What the exercise asks |
In the data below, take the lines between the one holding "to stucco wall." and the one holding "top-left (0, 11), bottom-right (636, 385)", inclusive, and swap "integer pixel coordinates" for "whole-number pixel coordinates" wherever it occurs. Give back only those lines, with nothing else changed.

Supplied information |
--------------------------------------------------
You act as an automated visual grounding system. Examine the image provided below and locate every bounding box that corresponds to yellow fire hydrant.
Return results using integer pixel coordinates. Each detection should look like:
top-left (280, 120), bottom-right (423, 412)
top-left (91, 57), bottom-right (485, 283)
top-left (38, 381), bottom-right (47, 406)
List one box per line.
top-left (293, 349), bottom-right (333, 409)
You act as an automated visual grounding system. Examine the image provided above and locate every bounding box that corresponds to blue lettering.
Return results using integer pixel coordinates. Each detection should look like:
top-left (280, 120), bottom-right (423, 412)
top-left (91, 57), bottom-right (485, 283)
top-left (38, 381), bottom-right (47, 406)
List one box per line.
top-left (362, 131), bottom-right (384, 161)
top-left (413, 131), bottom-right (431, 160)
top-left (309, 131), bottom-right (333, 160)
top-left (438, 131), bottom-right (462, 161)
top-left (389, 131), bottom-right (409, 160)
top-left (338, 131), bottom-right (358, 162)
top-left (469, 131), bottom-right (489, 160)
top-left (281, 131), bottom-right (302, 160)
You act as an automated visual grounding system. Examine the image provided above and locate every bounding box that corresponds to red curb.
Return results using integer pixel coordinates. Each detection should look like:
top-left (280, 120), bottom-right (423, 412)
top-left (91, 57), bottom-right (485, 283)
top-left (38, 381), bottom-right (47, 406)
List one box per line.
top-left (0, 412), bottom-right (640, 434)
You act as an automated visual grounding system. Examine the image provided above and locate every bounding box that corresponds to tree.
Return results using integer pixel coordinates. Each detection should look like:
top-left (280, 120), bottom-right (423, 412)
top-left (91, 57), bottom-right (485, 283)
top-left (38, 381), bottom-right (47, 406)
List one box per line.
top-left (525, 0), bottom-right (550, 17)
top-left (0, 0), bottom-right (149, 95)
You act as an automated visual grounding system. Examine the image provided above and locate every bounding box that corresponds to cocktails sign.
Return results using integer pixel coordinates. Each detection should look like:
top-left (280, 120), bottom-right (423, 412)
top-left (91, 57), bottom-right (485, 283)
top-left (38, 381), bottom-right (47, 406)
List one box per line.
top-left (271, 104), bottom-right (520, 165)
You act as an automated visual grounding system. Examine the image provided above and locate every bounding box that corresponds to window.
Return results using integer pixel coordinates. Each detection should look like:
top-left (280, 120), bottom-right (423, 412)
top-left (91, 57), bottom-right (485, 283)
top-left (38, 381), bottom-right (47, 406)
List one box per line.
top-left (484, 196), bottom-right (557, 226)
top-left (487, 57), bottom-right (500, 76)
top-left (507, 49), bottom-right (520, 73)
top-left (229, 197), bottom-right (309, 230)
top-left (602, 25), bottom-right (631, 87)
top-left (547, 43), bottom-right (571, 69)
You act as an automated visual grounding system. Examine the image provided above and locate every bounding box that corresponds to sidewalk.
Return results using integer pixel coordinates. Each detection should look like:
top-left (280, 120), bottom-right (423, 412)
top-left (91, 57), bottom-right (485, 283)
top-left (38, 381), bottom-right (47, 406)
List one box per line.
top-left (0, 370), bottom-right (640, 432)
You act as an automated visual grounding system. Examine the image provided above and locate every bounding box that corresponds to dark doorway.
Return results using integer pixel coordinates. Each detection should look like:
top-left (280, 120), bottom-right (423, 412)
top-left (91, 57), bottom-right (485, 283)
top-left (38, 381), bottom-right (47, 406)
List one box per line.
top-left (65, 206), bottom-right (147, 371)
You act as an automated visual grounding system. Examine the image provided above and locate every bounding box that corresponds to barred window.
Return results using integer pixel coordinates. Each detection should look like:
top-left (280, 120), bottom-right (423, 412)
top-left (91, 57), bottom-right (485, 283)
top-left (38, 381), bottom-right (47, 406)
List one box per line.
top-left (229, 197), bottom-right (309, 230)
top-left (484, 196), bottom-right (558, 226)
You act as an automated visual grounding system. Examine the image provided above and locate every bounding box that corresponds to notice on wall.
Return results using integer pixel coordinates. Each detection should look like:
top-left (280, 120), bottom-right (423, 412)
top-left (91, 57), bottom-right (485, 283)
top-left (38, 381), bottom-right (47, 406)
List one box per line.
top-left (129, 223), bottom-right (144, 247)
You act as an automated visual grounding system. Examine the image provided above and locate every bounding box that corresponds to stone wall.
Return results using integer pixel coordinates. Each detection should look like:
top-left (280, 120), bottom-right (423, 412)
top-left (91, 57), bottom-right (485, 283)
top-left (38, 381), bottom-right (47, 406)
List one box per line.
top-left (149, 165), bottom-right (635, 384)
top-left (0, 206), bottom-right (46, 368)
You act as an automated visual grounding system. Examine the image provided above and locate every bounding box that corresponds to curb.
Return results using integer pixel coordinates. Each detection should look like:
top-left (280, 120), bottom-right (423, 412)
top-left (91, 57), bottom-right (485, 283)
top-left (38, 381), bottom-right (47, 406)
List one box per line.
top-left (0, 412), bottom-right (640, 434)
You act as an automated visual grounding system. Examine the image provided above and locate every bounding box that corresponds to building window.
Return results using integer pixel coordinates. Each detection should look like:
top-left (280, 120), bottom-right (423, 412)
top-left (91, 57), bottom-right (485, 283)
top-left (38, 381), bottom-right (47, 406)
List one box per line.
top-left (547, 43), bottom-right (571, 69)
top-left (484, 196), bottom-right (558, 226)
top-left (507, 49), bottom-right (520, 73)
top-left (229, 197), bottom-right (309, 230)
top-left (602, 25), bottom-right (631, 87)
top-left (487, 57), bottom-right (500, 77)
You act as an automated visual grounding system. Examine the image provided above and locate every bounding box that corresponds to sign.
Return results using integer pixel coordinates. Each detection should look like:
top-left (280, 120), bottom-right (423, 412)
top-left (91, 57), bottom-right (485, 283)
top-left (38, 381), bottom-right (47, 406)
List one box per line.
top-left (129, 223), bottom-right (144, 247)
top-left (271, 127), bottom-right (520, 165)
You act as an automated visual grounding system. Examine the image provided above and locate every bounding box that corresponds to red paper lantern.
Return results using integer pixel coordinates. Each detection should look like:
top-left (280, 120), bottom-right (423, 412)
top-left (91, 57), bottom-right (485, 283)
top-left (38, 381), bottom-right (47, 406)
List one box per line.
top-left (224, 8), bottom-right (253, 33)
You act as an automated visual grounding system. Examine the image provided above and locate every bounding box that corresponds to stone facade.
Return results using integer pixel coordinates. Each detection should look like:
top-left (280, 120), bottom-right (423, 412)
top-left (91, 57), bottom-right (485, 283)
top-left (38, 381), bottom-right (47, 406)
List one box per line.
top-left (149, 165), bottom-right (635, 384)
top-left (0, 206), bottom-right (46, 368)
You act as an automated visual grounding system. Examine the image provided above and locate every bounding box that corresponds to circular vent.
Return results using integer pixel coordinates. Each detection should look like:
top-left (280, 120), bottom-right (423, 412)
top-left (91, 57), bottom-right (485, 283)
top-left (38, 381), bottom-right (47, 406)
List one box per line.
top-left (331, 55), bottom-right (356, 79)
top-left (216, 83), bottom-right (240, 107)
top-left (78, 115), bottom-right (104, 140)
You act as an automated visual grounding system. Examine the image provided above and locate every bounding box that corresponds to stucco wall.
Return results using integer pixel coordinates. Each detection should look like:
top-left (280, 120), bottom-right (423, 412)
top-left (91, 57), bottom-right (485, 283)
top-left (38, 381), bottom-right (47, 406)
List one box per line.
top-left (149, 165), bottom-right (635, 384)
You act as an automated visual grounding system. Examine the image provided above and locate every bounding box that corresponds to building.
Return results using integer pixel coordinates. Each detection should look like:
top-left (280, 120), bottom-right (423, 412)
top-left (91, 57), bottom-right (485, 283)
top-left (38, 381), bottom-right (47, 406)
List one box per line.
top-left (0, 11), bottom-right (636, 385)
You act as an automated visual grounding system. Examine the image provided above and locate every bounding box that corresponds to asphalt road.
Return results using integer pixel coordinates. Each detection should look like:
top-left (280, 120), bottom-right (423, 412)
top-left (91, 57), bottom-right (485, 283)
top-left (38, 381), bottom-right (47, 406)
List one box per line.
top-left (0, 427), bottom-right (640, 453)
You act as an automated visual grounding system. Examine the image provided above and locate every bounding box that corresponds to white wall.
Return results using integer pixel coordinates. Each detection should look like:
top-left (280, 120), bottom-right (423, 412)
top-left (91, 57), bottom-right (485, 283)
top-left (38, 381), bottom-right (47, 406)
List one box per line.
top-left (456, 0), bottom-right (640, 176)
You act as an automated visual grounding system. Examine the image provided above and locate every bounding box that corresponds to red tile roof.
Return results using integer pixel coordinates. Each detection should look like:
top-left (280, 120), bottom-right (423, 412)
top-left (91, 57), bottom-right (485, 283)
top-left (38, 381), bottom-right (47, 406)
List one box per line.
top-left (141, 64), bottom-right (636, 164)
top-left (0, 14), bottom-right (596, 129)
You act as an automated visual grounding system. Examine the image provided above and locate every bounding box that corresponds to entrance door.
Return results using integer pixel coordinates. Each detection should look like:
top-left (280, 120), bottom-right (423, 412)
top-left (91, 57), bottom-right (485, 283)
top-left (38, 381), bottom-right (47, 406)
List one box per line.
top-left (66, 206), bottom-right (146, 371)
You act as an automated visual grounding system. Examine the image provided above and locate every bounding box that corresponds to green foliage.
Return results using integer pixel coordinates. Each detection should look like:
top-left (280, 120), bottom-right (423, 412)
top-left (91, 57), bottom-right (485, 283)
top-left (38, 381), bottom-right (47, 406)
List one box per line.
--------------------------------------------------
Full answer |
You act as an automated visual grounding system. Examine the image provided above and locate every bounding box that corresponds to stucco wall.
Return results using whole-number pixel coordinates. Each detection should look like:
top-left (280, 120), bottom-right (423, 412)
top-left (91, 57), bottom-right (485, 283)
top-left (38, 381), bottom-right (47, 406)
List one box per line.
top-left (149, 165), bottom-right (635, 384)
You act as an automated visual grounding system. Examine the image provided above and locate every bounding box that corresponds to building.
Return results using whole-number pixel coordinates. Each detection should look like:
top-left (280, 120), bottom-right (423, 412)
top-left (91, 57), bottom-right (485, 283)
top-left (38, 381), bottom-right (47, 406)
List one box per line.
top-left (0, 11), bottom-right (636, 385)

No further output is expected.